Can you extract the lines of every row below and repeat them word for word, leaving the pictures out of your answer?

━━━━━ Listed entries ━━━━━

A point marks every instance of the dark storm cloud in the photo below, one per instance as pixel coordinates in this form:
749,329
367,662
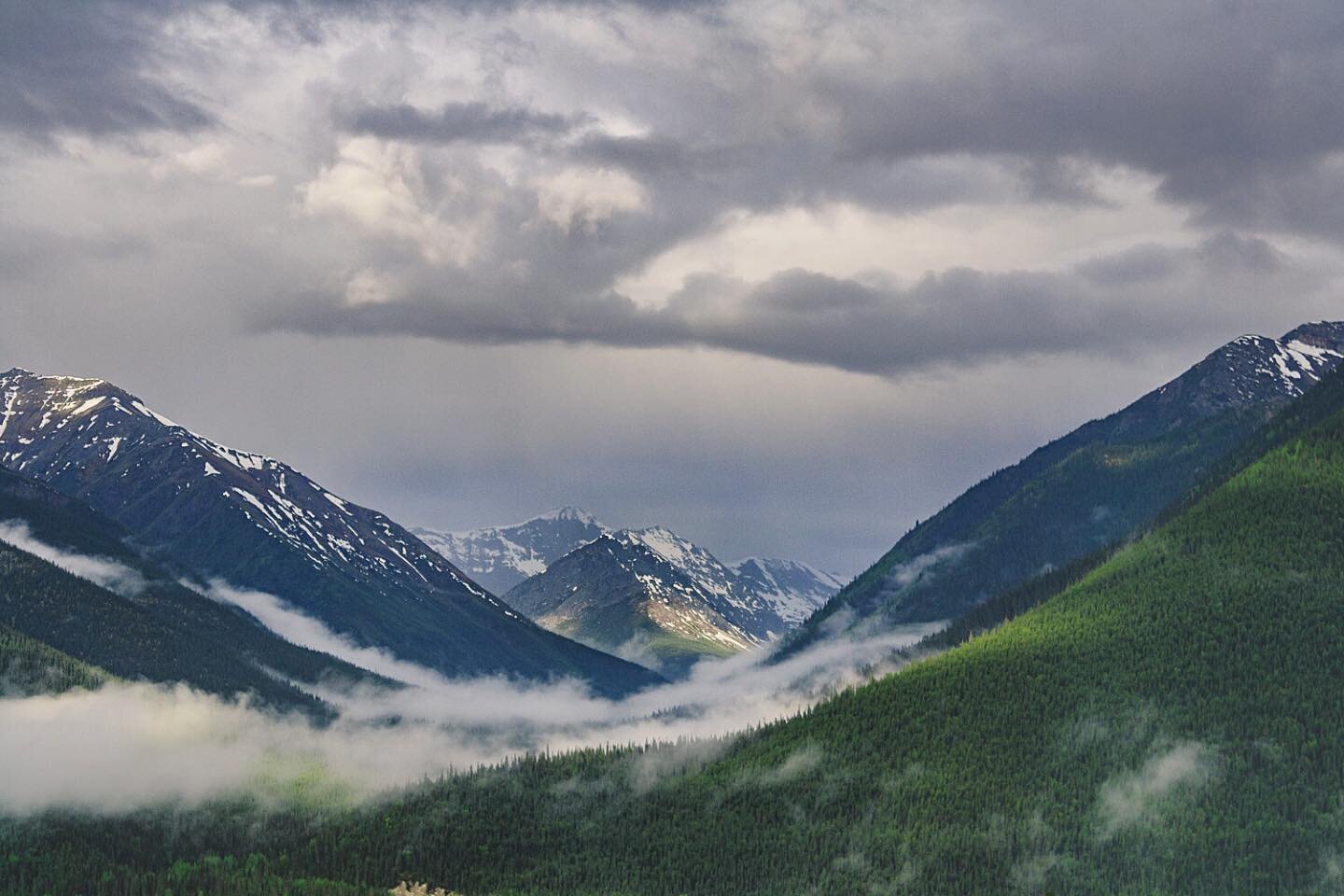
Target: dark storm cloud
959,317
458,121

━━━━━

*Solution to this task*.
A point marks every instance of the dark storm cloud in the photo below, one per instance as pixel coordinates in this form:
749,329
367,662
Target: dark storm cloud
959,317
458,121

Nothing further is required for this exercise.